Conservation and nameless earthworms: Assessors in the dark?

Species that live exclusively in a single region are at a particular risk of extinction. However, for them to be protected, thorough assessments of the environmental impacts need to be performed.

There are more than 100 earthworm species living in the soil and dead wood of KwaZulu-Natal Province, South Africa. Most of them live exclusively in small regions in the province, which makes them extremely vulnerable.

To scientists Dr Adrian J. Armstrong, Ezemvelo KZN Wildlife, and Ms Thembeka Nxele, KwaZulu-Natal Museum, the problem is twofold. Firstly, they note that the expression “out of sight, out of mind” is very suitable for the case of the endemic earthworms in South Africa. Secondly, they point out that the lack of common names for these species is a stumbling block that hinders their inclusion in conservation assessments.

As a result, the researchers try to rectify this situation by assigning standardised English names to the endemic earthworms in KwaZulu-Natal. Their article is published in the open access journal African Invertebrates.

Scientific names are often intractable to non-specialists, and the lack of common names leaves environmental assessors in the dark when they need to figure out which earthworms may occur at a development site. In the meantime, it has been found that about 50% of the native vegetation in KwaZulu-Natal has already been removed as a result of infrastructure construction and the figure is rising.

“The indigenous earthworms generally don’t survive in developed areas,” say the authors.

> **DATA EXTRACT**:
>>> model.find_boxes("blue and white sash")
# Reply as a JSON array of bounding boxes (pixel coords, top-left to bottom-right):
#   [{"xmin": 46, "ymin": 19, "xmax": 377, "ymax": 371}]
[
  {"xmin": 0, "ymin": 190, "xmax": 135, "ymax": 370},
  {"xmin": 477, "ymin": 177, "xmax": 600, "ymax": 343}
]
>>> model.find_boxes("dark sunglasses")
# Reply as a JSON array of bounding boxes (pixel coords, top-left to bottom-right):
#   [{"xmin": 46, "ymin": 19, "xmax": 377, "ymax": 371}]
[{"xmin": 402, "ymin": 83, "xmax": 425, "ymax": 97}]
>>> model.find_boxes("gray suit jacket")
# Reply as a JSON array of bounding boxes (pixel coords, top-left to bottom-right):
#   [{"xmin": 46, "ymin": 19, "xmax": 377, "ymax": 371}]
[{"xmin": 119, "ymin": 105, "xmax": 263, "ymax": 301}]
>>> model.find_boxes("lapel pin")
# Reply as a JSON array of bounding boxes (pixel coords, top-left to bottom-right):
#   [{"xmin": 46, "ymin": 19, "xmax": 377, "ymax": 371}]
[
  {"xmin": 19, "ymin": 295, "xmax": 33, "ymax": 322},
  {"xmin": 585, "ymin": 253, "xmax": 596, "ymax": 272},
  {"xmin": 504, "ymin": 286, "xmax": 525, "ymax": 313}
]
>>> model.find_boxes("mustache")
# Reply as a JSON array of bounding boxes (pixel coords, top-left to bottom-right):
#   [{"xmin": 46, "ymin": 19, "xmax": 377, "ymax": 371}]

> **TASK ITEM A**: List every person, organization and publication named in the article on KwaZulu-Natal earthworms.
> **TASK ITEM B**: Transcribe the earthworm article, starting with "There are more" and going on through "them extremely vulnerable.".
> **TASK ITEM C**: Go on with the article on KwaZulu-Natal earthworms from the point where it stops.
The records are material separate from the earthworm article.

> **EXPECTED ANSWER A**:
- Dr Adrian J. Armstrong
- Ms Thembeka Nxele
- Ezemvelo KZN Wildlife
- KwaZulu-Natal Museum
- African Invertebrates

> **EXPECTED ANSWER B**:
There are more than 100 earthworm species living in the soil and dead wood of KwaZulu-Natal Province, South Africa. Most of them live exclusively in small regions in the province, which makes them extremely vulnerable.

> **EXPECTED ANSWER C**:
For instance, the informal use of an English name (green giant wrinkled earthworm) for the species Microchaetus papillatus, has facilitated the inclusion of this species in environmental impact assessments in KwaZulu-Natal.

While the green giant wrinkled earthworm does occur in a relatively large and rapidly developing area in KwaZulu-Natal, other species live in smaller areas that have been urbanised even more.

The extinction of these earthworms is not only undesirable from the point of view of biodiversity advocates – the role of this group of soil organisms is impossible to replace fully with non-native earthworms. For example, some of the large indigenous earthworms (more than 1 m in length) burrow much deeper than the non-native species, thereby enriching and aerating the soil at greater depth.

The authors are hopeful that by giving the indigenous earthworms in KwaZulu-Natal common names, the threatened and endemic species will be conserved through inclusion in environmental impact assessments. Furthermore, they believe that earthworms could draw attention to the areas where they occur whenever a choice for new protected areas is to be made.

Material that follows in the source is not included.